* start AVAILABLE RECORDS *

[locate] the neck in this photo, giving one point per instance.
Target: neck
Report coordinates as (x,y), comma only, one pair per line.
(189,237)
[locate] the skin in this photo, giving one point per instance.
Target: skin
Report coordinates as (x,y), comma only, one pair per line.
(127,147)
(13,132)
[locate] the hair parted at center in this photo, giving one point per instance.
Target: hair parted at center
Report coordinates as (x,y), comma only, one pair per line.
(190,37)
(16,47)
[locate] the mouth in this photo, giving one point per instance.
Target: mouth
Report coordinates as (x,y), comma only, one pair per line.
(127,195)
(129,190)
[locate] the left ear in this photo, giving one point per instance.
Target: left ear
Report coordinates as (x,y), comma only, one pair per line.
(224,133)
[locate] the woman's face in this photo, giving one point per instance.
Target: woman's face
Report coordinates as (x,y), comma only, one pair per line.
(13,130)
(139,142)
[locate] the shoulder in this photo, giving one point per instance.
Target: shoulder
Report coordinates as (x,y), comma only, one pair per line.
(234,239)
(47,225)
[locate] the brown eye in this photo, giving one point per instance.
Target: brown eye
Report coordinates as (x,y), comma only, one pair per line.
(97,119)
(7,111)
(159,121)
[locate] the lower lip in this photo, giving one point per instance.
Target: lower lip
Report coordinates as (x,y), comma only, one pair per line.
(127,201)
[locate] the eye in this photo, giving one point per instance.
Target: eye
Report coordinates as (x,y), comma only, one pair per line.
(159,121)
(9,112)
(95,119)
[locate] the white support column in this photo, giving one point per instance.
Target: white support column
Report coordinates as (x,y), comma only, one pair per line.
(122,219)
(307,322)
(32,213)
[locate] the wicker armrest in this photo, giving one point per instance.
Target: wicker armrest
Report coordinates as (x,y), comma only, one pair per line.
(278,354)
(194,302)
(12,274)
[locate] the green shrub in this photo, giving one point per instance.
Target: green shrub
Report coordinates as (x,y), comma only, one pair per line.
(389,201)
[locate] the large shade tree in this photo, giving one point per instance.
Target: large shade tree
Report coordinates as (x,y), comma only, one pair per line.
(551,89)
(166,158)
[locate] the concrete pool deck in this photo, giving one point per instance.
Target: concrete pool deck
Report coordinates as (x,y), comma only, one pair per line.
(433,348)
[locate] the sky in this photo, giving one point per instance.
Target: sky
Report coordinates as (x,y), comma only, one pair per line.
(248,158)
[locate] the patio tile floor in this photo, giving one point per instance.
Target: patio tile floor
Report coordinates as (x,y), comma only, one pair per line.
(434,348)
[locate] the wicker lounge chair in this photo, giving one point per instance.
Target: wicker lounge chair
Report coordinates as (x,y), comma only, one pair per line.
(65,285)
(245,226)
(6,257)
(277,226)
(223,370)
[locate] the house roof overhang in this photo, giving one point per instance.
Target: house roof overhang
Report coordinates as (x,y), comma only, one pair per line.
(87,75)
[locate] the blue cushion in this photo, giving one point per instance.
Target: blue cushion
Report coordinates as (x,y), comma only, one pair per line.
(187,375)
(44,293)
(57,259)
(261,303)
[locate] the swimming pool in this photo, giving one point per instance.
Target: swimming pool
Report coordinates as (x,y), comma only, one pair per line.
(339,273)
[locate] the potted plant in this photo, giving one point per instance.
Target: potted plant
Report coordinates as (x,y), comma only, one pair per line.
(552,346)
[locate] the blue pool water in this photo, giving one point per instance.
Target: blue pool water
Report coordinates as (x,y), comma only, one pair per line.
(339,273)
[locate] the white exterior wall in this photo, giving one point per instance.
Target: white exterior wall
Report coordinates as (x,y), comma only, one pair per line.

* end AVAILABLE RECORDS *

Extract the lines above from the one containing "[locate] the swimming" to the last line, both included, exactly as written.

[locate] the swimming pool in this photo, giving one point per instance.
Target: swimming pool
Report coordinates as (x,y), comma only, one pair per line.
(339,273)
[locate] the potted plant in this photo, giving one point per instance.
Target: potted plant
Report coordinates as (x,y), comma only, one pair per line.
(552,346)
[locate] the blue pool water in this photo, giving one point per instance.
Target: blue pool water
Report coordinates as (x,y), comma only, one pair per line.
(339,273)
[locate] the white exterior wall in this photo, giving one point per instance.
Target: white exterior wall
Report coordinates as (x,y), comma only, one pair per line.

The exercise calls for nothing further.